Identify every line in the items below that contains the word "jersey", and copy each of those lines. Case counts.

#####

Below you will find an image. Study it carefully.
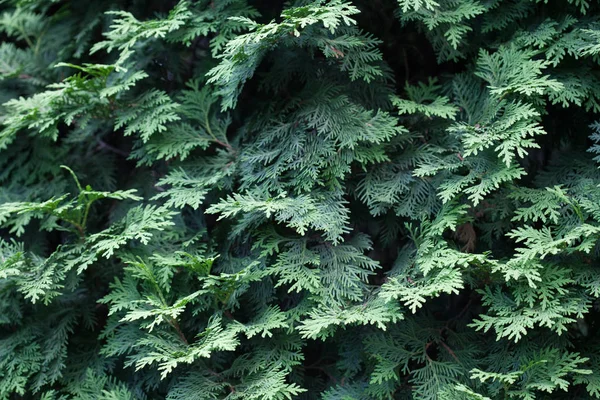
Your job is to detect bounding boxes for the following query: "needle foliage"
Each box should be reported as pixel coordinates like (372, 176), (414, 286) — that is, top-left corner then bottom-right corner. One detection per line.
(0, 0), (600, 400)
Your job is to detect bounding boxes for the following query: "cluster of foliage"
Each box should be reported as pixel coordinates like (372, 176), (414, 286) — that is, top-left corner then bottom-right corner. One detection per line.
(0, 0), (600, 400)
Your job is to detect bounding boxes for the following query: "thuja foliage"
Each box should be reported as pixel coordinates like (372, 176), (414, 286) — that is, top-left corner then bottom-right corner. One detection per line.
(0, 0), (600, 400)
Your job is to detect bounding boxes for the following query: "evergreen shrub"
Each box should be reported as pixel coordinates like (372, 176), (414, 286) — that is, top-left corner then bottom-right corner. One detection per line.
(0, 0), (600, 400)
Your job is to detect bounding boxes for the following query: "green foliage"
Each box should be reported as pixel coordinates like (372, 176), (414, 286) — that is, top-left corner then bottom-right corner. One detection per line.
(0, 0), (600, 400)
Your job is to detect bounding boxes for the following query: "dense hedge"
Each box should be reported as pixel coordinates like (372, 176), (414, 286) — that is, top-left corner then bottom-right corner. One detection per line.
(0, 0), (600, 400)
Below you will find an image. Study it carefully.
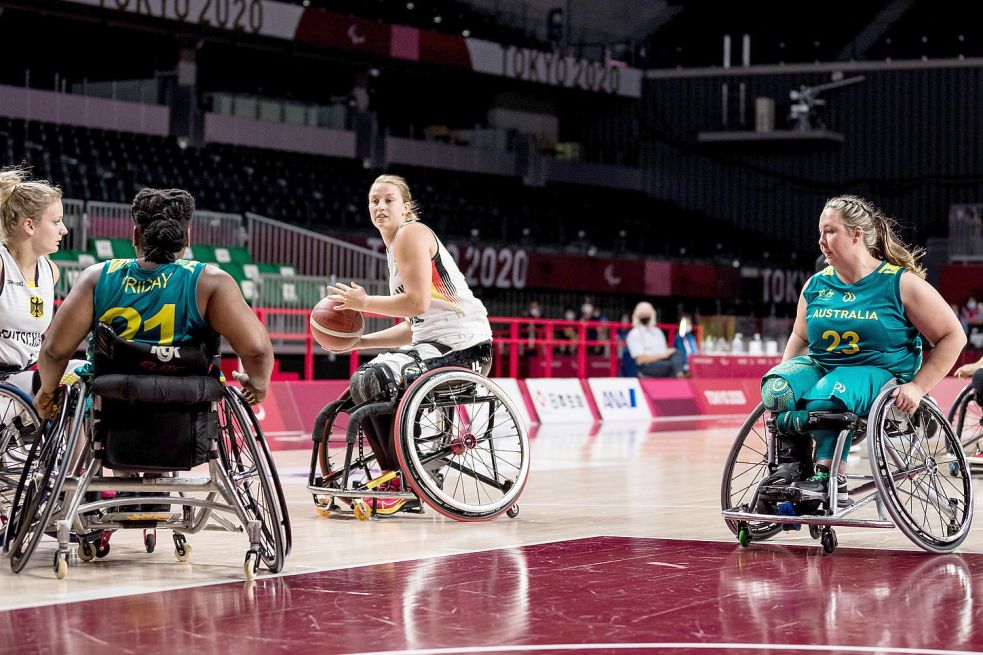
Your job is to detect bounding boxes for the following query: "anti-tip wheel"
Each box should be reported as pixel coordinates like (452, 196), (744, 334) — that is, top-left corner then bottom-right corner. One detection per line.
(352, 500), (372, 521)
(242, 551), (259, 580)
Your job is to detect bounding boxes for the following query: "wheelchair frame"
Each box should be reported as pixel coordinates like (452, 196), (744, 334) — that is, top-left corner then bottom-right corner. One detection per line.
(0, 378), (41, 542)
(3, 380), (292, 579)
(307, 366), (529, 521)
(721, 384), (973, 553)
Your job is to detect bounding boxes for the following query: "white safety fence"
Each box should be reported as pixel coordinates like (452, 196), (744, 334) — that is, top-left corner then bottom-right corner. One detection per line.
(246, 213), (389, 281)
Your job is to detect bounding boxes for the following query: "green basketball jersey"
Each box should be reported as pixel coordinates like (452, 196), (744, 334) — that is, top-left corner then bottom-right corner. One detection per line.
(92, 259), (208, 346)
(803, 262), (922, 382)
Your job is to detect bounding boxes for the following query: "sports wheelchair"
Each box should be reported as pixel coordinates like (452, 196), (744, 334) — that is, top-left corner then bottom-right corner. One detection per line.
(0, 368), (41, 539)
(720, 381), (973, 553)
(948, 383), (983, 466)
(3, 324), (291, 579)
(307, 343), (529, 521)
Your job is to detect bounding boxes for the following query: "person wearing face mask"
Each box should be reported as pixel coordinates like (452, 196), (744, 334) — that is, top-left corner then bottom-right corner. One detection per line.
(625, 301), (684, 378)
(672, 314), (700, 375)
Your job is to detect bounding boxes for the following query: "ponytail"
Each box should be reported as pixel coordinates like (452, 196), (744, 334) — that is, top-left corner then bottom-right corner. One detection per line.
(826, 196), (925, 280)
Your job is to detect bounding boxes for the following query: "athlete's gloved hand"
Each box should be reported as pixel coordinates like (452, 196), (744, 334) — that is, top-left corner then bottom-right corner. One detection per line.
(232, 371), (269, 405)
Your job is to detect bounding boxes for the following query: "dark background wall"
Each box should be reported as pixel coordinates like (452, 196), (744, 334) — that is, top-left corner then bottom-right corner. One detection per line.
(642, 62), (983, 252)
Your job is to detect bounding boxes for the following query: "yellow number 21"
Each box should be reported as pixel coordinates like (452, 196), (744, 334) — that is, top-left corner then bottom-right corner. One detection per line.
(99, 304), (174, 346)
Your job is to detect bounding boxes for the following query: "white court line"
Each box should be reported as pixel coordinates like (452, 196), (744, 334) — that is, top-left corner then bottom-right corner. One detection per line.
(346, 642), (981, 655)
(0, 534), (612, 614)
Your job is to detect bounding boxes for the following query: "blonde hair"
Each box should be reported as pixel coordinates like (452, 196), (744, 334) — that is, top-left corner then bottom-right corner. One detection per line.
(631, 300), (659, 327)
(824, 196), (925, 280)
(372, 174), (420, 221)
(0, 168), (61, 241)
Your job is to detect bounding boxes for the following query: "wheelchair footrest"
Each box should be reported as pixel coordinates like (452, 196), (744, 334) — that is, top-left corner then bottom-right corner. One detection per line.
(721, 508), (894, 528)
(307, 485), (416, 499)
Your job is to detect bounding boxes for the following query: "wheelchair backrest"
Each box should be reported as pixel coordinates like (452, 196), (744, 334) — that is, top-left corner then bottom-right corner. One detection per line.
(90, 324), (225, 471)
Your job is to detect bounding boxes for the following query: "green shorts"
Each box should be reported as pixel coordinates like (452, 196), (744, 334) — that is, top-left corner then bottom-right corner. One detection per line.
(761, 355), (894, 416)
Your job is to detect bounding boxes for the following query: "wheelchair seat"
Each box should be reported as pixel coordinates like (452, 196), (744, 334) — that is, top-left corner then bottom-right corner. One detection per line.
(3, 324), (291, 579)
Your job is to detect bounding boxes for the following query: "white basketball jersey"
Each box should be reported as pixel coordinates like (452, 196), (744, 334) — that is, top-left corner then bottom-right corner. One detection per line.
(386, 223), (491, 350)
(0, 244), (55, 368)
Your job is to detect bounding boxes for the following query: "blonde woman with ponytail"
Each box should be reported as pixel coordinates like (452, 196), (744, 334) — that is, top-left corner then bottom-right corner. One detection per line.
(328, 175), (492, 514)
(0, 168), (68, 393)
(761, 195), (966, 504)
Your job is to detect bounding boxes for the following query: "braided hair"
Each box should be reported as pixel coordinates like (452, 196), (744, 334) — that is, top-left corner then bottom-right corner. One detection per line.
(825, 196), (925, 280)
(130, 189), (195, 264)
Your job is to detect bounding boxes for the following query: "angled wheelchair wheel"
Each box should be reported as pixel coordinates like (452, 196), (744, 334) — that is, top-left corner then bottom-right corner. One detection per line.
(394, 368), (529, 521)
(218, 389), (290, 573)
(229, 387), (293, 555)
(0, 384), (41, 542)
(948, 384), (983, 464)
(867, 388), (973, 553)
(4, 383), (85, 573)
(720, 403), (782, 540)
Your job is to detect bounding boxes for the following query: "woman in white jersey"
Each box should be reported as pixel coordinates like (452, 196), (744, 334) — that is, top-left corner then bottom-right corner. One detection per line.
(0, 169), (68, 394)
(328, 175), (492, 514)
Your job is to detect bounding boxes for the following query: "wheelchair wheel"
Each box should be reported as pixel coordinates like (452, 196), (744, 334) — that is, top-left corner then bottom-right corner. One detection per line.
(395, 367), (529, 521)
(218, 390), (289, 573)
(720, 403), (782, 540)
(4, 383), (85, 573)
(948, 384), (983, 456)
(0, 384), (41, 542)
(867, 388), (973, 553)
(230, 387), (294, 556)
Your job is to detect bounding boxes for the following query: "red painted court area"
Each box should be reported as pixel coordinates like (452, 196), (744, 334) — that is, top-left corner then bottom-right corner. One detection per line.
(0, 537), (983, 654)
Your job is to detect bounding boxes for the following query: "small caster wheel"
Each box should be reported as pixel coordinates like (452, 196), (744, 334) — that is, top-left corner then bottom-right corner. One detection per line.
(174, 532), (191, 562)
(51, 552), (68, 580)
(352, 500), (372, 521)
(77, 539), (96, 571)
(174, 544), (191, 562)
(242, 551), (259, 580)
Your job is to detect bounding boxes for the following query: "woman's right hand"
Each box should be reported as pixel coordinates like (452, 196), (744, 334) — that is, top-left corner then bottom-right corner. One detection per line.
(321, 337), (362, 355)
(232, 371), (269, 405)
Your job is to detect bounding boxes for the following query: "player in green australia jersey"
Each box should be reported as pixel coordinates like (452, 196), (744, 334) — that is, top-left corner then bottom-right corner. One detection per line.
(35, 189), (273, 417)
(761, 196), (966, 503)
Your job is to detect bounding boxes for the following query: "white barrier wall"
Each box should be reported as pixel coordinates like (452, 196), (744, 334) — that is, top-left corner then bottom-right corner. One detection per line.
(525, 378), (594, 424)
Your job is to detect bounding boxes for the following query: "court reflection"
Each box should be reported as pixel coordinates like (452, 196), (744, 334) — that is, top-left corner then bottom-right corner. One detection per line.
(401, 548), (529, 649)
(718, 545), (983, 649)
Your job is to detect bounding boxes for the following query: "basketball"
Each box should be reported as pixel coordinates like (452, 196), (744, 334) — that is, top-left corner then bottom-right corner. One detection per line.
(311, 298), (365, 350)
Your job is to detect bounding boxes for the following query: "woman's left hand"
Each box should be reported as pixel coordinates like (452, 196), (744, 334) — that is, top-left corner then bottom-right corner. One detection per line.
(328, 282), (368, 312)
(891, 382), (925, 414)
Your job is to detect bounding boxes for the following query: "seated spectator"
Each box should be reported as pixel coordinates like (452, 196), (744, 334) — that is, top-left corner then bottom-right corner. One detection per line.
(672, 314), (700, 375)
(625, 301), (685, 378)
(553, 305), (580, 355)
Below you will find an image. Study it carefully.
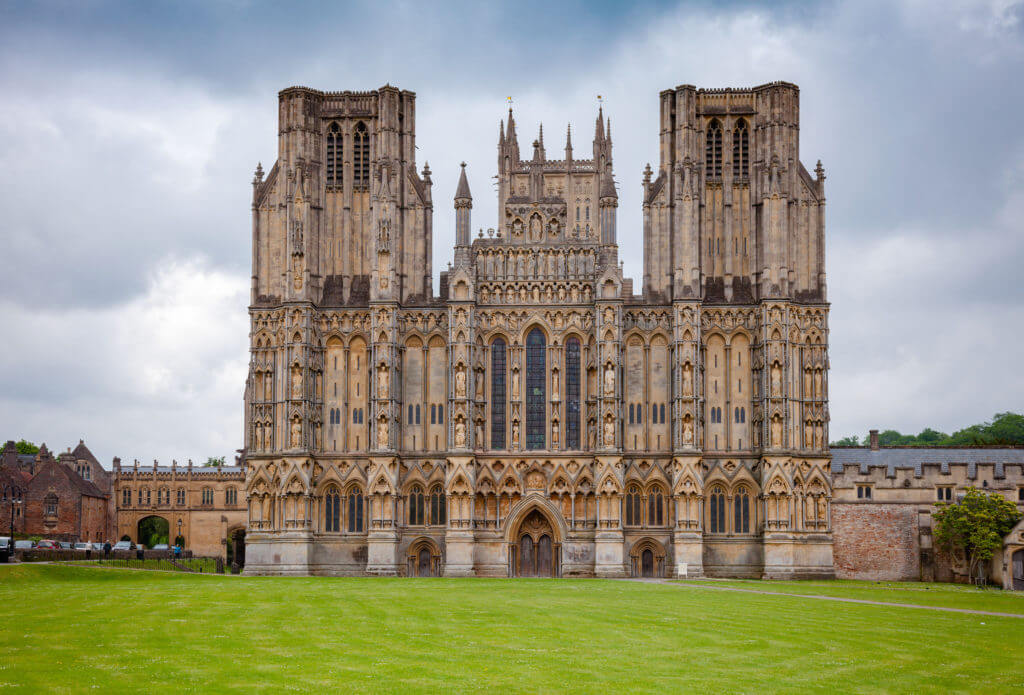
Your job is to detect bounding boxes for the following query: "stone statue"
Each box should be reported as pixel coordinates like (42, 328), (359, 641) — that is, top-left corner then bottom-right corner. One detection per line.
(771, 362), (782, 396)
(455, 364), (466, 398)
(604, 418), (615, 446)
(683, 418), (693, 446)
(604, 363), (615, 396)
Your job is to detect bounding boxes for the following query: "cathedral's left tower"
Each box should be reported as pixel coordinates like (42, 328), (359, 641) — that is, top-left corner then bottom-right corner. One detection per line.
(245, 86), (432, 573)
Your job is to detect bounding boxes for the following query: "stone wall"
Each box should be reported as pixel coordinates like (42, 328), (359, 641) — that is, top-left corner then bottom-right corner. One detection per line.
(831, 503), (921, 581)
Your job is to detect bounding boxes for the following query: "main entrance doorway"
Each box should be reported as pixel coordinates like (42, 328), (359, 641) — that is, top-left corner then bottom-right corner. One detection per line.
(512, 510), (558, 577)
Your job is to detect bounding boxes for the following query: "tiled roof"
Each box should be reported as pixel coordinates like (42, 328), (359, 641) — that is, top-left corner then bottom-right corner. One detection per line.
(830, 446), (1024, 475)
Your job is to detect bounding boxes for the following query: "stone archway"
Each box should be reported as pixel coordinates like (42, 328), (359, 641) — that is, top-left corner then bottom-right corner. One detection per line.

#####

(Exercise result):
Your job is to detect bounding boxes for the following query: "green basketball jersey"
Your job is to detect bounding boxes for the following query: "white basketball jersey"
Your job is to detect bounding boxes for the following query: "woman in white jersey"
Your job is to detect bounding boxes for the following query: "player in green australia jersey"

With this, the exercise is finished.